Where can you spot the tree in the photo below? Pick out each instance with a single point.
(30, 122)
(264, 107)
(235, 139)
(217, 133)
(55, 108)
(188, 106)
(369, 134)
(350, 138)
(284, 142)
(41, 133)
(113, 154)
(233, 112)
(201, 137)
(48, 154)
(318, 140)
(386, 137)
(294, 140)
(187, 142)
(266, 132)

------------------------

■ Qué se pide: Reproduce sin ningún cambio todas las líneas de arriba.

■ Resultado:
Where can you spot the tree in the photo below? Pick out each instance with a single point.
(30, 122)
(264, 107)
(235, 139)
(217, 133)
(55, 108)
(188, 106)
(369, 134)
(350, 138)
(284, 142)
(41, 133)
(113, 154)
(233, 112)
(201, 137)
(48, 154)
(318, 140)
(386, 137)
(294, 140)
(187, 142)
(266, 132)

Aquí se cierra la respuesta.